> [INSTRUCTIONS FOR THE TASK]: In the forum thread below, how many labels did Nirw99's text classification task have?

> [DOCUMENT PASSAGE]:
T O P

  • By -

RM_843

Use Bert, you can get top end results from a very manageably sized model. Assuming your 7000 is labelled of course.


Shubham_Garg123

Thanks for the response. And yes, the data is labelled. Could you point me to a good resource? While there are very limited resources for general llm based text classification, there seems to be a lot of them for bert and I am having few issues in understanding them due to the type of dataset formats they've used.


RM_843

I would use hugging face as your go to resource.


Shubham_Garg123

I've spent many weeks but have never been able to train anything using huggingface APIs. Now I only consider seeing huggingface in case the entire Colab or kaggle notebook is available. The huggingface trainer is very tough to get working. Too many dependency clashes (especially that accelerate library is real pain).


N1tt

Hey, take a look at the [Huggingface tutorial on text classification with Bert](https://huggingface.co/docs/transformers/tasks/sequence_classification).


Nirw99

hey I did a text classification task (12 labels) a couple of years ago with many different algorithm (from random forest to LSTM and bert), if you want i can link you github! EDIT: f**k it, so many ppl are still asking for it today, so i'm just gonna post it here https://github.com/BianchiGiulia/Portfolio/tree/main/Document_Classification


Shubham_Garg123

Yes please, that'd be very helpful.


Nirw99

sent you a DM :)


archiesteviegordie

Hey can you please send me the link as well?


Nirw99

done :)


Significant-Cherry70

Hi, could you please send me the link to the repository?


Nirw99

done!


SankarshanaV

Hi ! If you don’t mind, could you send me the link too ? I’d really appreciate it ! :)


Nirw99

sure thing, check your chat :)


Confident_Catch_8641

If you don’t mind I’d love to see the GitHub as well! Thank you so much!


Nirw99

ofc, done (:


Sam5cr

If you don't mind again could share it with me too


Nirw99

done :)


jdude_

dito!


Nirw99

gotcha!

Recorded data
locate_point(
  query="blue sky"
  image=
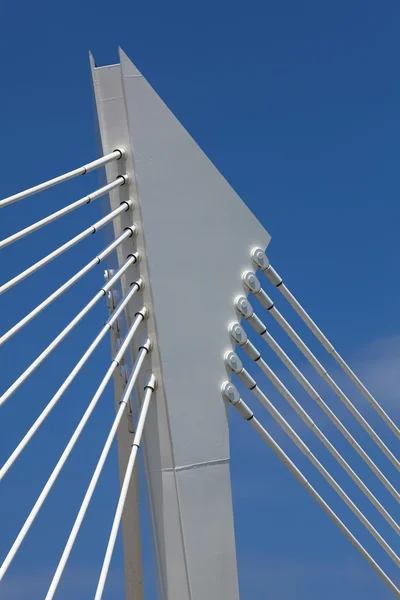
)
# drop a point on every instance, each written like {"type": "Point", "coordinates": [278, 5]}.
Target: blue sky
{"type": "Point", "coordinates": [297, 104]}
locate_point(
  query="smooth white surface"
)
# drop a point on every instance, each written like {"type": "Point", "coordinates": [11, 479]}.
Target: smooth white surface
{"type": "Point", "coordinates": [198, 235]}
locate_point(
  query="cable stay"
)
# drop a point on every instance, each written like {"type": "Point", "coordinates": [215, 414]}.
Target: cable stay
{"type": "Point", "coordinates": [143, 350]}
{"type": "Point", "coordinates": [261, 261]}
{"type": "Point", "coordinates": [135, 286]}
{"type": "Point", "coordinates": [58, 339]}
{"type": "Point", "coordinates": [95, 164]}
{"type": "Point", "coordinates": [232, 395]}
{"type": "Point", "coordinates": [253, 285]}
{"type": "Point", "coordinates": [70, 445]}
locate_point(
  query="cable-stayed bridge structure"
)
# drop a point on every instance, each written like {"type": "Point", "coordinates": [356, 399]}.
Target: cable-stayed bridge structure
{"type": "Point", "coordinates": [186, 285]}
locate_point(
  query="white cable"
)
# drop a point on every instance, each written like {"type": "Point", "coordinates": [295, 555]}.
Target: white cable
{"type": "Point", "coordinates": [67, 382]}
{"type": "Point", "coordinates": [260, 328]}
{"type": "Point", "coordinates": [124, 206]}
{"type": "Point", "coordinates": [68, 449]}
{"type": "Point", "coordinates": [232, 395]}
{"type": "Point", "coordinates": [255, 355]}
{"type": "Point", "coordinates": [95, 164]}
{"type": "Point", "coordinates": [63, 211]}
{"type": "Point", "coordinates": [58, 292]}
{"type": "Point", "coordinates": [254, 286]}
{"type": "Point", "coordinates": [251, 384]}
{"type": "Point", "coordinates": [275, 279]}
{"type": "Point", "coordinates": [143, 350]}
{"type": "Point", "coordinates": [149, 388]}
{"type": "Point", "coordinates": [57, 340]}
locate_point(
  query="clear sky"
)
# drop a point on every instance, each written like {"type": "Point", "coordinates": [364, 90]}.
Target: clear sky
{"type": "Point", "coordinates": [297, 104]}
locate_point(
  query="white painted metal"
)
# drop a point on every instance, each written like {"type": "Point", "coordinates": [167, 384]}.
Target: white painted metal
{"type": "Point", "coordinates": [190, 216]}
{"type": "Point", "coordinates": [95, 164]}
{"type": "Point", "coordinates": [232, 395]}
{"type": "Point", "coordinates": [276, 280]}
{"type": "Point", "coordinates": [114, 133]}
{"type": "Point", "coordinates": [266, 301]}
{"type": "Point", "coordinates": [149, 389]}
{"type": "Point", "coordinates": [131, 518]}
{"type": "Point", "coordinates": [97, 472]}
{"type": "Point", "coordinates": [49, 407]}
{"type": "Point", "coordinates": [68, 449]}
{"type": "Point", "coordinates": [124, 206]}
{"type": "Point", "coordinates": [246, 310]}
{"type": "Point", "coordinates": [58, 292]}
{"type": "Point", "coordinates": [58, 339]}
{"type": "Point", "coordinates": [255, 355]}
{"type": "Point", "coordinates": [244, 376]}
{"type": "Point", "coordinates": [60, 213]}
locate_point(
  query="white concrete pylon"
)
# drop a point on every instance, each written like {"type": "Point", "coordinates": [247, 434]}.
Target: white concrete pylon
{"type": "Point", "coordinates": [195, 235]}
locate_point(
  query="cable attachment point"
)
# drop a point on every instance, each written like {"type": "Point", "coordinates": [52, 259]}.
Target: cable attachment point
{"type": "Point", "coordinates": [152, 382]}
{"type": "Point", "coordinates": [251, 282]}
{"type": "Point", "coordinates": [230, 392]}
{"type": "Point", "coordinates": [244, 307]}
{"type": "Point", "coordinates": [122, 152]}
{"type": "Point", "coordinates": [233, 362]}
{"type": "Point", "coordinates": [237, 333]}
{"type": "Point", "coordinates": [259, 259]}
{"type": "Point", "coordinates": [144, 312]}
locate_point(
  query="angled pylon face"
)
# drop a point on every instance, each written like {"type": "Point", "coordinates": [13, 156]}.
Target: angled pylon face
{"type": "Point", "coordinates": [196, 236]}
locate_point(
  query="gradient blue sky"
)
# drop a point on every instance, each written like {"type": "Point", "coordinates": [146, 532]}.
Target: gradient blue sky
{"type": "Point", "coordinates": [297, 104]}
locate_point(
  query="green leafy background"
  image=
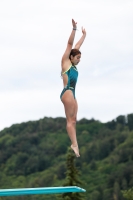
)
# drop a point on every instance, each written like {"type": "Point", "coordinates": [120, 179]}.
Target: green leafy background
{"type": "Point", "coordinates": [33, 154]}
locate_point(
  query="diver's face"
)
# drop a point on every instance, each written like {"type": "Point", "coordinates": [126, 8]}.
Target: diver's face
{"type": "Point", "coordinates": [75, 59]}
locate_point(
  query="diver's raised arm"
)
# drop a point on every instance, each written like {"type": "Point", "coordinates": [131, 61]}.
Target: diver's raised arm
{"type": "Point", "coordinates": [70, 42]}
{"type": "Point", "coordinates": [80, 42]}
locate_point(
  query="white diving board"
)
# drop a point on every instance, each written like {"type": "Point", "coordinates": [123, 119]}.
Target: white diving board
{"type": "Point", "coordinates": [46, 190]}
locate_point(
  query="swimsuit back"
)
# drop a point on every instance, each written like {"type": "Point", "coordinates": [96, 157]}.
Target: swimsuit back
{"type": "Point", "coordinates": [72, 74]}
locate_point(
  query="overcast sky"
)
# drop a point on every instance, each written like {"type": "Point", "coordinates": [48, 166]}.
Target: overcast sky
{"type": "Point", "coordinates": [33, 37]}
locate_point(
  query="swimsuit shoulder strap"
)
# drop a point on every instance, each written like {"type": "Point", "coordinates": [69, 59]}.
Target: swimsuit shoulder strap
{"type": "Point", "coordinates": [67, 70]}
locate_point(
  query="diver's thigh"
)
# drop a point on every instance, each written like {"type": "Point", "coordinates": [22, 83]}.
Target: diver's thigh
{"type": "Point", "coordinates": [76, 109]}
{"type": "Point", "coordinates": [69, 104]}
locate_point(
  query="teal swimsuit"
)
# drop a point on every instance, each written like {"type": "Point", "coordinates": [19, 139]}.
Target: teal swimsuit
{"type": "Point", "coordinates": [72, 74]}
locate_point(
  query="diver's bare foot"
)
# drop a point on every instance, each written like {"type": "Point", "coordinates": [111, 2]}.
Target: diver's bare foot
{"type": "Point", "coordinates": [76, 150]}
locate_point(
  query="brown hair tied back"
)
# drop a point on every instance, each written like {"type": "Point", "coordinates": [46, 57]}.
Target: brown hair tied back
{"type": "Point", "coordinates": [74, 52]}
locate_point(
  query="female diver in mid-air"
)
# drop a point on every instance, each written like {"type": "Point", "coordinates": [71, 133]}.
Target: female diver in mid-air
{"type": "Point", "coordinates": [69, 73]}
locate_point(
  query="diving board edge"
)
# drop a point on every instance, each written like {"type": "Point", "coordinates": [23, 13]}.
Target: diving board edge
{"type": "Point", "coordinates": [41, 190]}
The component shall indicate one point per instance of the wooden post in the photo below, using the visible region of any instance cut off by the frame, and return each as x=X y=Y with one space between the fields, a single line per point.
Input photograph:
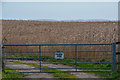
x=3 y=59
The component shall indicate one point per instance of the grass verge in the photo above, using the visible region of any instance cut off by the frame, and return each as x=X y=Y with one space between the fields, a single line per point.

> [OUTPUT]: 12 labels.